COSA FARE: Per favore, prosegui il testo sugli spari vicino al sito di distribuzione degli aiuti a Rafah, ripartendo subito dopo la sua ultima frase.

Il maggior numero di colpi è stato esploso contro la folla posizionata in una rotatoria a circa un chilometro dal sito di distribuzione di Rafah, in un’area controllata dalle forze israeliane, hanno riferito i testimoni. Un luogo differente da quello del video con uomini armati che sparano. «Ci sono stati molti martiri, comprese le donne«», ha detto all’Associated Press (Ap) Ibrahim Abu Saoud, un palestinese che dice di avere visto le forze israeliane aprire il fuoco. «Martiri» è la definizione comunemente adottata nel modo arabo per le vittime degli scontri armati. «Eravamo a circa 300 metri di distanza dai militari», ha detto il 40enne residente della zona. Un altro testimone, Mohammed Abu Teaima, 33 anni, sempre all’Associated Press ha dichiarato di avere visto le forze israeliane aprire il fuoco e uccidere suo cugino e un’altra donna mentre si dirigevano verso il centro di distribuzione.
Secondo il “Time of Israel” le forze di difesa di Tel Aviv non hanno «negato esplicitamente che ci siano stati spari, ma hanno detto di non essere a conoscenza di alcun ferito “all’interno” del sito degli aiuti». Qualche ora dopo le prime dichiarazioni, riporta sempre la testata israeliana, l’esercito ha definito «false» le accuse, e ribadito di non aver aperto il fuoco contro i palestinesi nel luogo di distribuzione degli aiuti o nelle sue vicinanze. Tuttavia «un funzionario militare israeliano - spiega ancora il “Time of Israel” - ha riconosciuto che le truppe hanno sparato colpi di avvertimento durante la notte a circa 1 km di distanza dal sito degli aiuti, ore prima che la struttura aprisse per distribuire gli aiuti ai palestinesi». La distanza indicata - 1 km - è identica a quella che separa la rotonda in cui i superstiti hanno indicato l’inizio della sparatoria, ma non è ancora chiaro se si tratti di luoghi sovrapponibili.

DATI DA ESAMINARE:
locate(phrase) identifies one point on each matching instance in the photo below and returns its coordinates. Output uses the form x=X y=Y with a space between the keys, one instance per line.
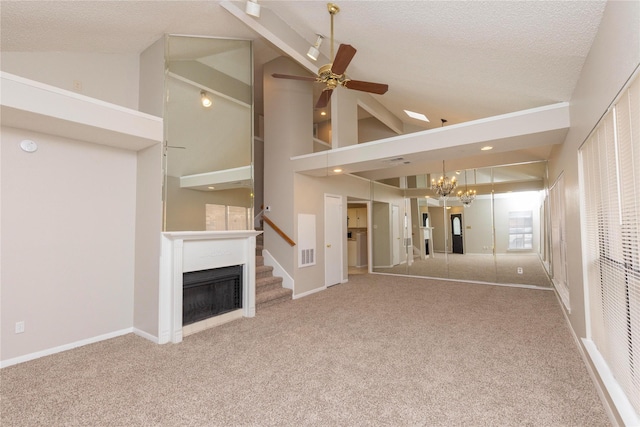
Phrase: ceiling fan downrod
x=333 y=9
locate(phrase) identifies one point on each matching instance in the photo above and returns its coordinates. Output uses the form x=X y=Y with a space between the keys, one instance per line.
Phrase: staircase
x=269 y=290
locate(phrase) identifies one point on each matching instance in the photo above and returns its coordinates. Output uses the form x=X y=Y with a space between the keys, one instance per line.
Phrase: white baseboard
x=65 y=347
x=586 y=359
x=619 y=398
x=305 y=294
x=287 y=280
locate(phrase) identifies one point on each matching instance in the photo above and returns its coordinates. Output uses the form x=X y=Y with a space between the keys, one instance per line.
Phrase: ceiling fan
x=333 y=74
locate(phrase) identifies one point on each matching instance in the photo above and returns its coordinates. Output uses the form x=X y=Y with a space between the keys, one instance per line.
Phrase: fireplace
x=208 y=293
x=185 y=252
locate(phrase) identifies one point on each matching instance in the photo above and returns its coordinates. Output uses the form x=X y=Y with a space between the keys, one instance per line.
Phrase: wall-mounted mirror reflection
x=208 y=131
x=496 y=236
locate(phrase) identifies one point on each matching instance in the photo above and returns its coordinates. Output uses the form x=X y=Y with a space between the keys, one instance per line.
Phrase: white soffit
x=514 y=131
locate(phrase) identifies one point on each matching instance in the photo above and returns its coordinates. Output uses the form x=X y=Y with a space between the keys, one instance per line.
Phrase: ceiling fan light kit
x=333 y=75
x=314 y=50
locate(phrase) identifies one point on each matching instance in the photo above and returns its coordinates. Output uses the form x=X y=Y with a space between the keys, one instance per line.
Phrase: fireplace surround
x=189 y=251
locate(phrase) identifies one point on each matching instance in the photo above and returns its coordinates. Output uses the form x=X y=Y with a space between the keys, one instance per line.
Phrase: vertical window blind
x=610 y=166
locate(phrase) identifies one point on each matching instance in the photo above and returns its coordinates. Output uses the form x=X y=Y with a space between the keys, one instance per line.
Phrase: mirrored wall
x=209 y=137
x=499 y=237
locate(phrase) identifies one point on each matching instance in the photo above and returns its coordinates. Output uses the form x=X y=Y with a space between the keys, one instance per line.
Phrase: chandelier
x=444 y=186
x=467 y=196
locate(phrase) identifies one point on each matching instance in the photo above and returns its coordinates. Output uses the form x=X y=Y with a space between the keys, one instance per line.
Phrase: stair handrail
x=277 y=230
x=256 y=219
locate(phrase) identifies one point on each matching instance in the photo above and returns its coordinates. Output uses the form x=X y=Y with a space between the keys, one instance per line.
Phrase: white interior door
x=333 y=239
x=395 y=234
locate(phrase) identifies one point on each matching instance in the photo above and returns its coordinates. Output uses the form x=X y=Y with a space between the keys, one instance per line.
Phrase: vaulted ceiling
x=462 y=61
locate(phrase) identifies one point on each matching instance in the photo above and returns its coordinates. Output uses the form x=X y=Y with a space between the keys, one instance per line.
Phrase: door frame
x=334 y=235
x=451 y=216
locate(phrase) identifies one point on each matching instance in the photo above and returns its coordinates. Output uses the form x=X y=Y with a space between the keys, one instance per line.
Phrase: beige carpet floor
x=379 y=350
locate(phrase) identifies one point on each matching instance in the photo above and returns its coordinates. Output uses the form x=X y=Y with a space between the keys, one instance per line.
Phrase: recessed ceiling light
x=418 y=116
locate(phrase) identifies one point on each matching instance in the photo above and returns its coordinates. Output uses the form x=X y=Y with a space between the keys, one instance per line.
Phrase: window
x=610 y=178
x=520 y=230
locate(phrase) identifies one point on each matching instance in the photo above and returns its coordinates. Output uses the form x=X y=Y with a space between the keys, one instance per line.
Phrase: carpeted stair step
x=263 y=271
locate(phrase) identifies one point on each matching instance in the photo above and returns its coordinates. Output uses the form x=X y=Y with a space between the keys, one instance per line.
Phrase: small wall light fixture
x=314 y=49
x=252 y=8
x=205 y=99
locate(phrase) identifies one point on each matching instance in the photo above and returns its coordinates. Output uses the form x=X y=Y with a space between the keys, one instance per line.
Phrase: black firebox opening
x=208 y=293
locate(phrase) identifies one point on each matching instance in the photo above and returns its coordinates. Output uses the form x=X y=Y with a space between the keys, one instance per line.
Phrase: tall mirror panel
x=208 y=130
x=491 y=228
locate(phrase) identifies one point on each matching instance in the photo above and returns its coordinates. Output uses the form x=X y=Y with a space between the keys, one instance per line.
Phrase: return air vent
x=306 y=240
x=307 y=257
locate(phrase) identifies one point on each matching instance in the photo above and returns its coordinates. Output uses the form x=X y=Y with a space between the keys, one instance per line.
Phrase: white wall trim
x=278 y=270
x=619 y=398
x=594 y=377
x=306 y=294
x=65 y=347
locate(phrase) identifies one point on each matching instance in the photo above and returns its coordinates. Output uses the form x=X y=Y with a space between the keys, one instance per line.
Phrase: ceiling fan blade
x=323 y=101
x=345 y=54
x=377 y=88
x=286 y=76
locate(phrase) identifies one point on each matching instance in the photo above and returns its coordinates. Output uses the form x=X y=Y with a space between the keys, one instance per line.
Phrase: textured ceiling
x=458 y=60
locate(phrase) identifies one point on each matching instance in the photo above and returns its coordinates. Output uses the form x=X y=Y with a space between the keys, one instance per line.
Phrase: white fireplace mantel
x=186 y=251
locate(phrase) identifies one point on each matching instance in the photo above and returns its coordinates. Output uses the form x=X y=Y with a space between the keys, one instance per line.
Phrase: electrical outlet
x=19 y=327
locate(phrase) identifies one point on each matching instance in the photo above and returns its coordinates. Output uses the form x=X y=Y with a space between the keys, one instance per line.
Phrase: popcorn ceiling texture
x=462 y=60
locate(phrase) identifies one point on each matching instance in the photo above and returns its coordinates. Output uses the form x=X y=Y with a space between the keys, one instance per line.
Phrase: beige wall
x=612 y=59
x=68 y=239
x=614 y=55
x=288 y=124
x=147 y=251
x=109 y=77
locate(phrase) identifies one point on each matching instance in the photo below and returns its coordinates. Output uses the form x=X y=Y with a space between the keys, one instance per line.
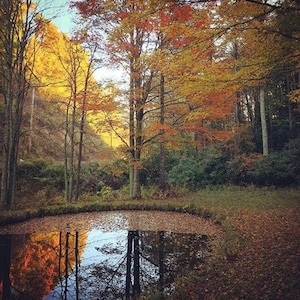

RISPOSTA QUI SOTTO:
Nel corso della giornata sono attesi nuovi riscontri. Questa mattina alle 6 in punto la Gaza Humanitarian foundation ha diffuso un nuovo comunicato a 24 ore dai fatti. «Ribadiamo che non ci sono stati feriti, morti o incidenti durante le nostre operazioni di ieri. Punto. Non abbiamo ancora visto alcuna prova concreta che ieri ci sia stato un attacco all’interno o nelle vicinanze della nostra struttura», si legge nella nota che non risparmia rimproveri alla stampa internazionale: «Un reportage basato su prove dovrebbe essere almeno il requisito minimo per le testate giornalistiche». Un’accusa che tocca esattamente il punto chiave: la deliberata scelta di tenere la stampa estera dietro al muro di recinzione della Striscia di Gaza. E in effetti non risulta che la stessa “Ghf” abbia chiesto alle autorità israeliane di facilitare l’accesso della stampa internazionale a Gaza. La stessa fondazione non ha mai risposto alle richieste, compresa quella di “Avvenire”, di potere assistere dal vivo alla distribuzione degli aiuti.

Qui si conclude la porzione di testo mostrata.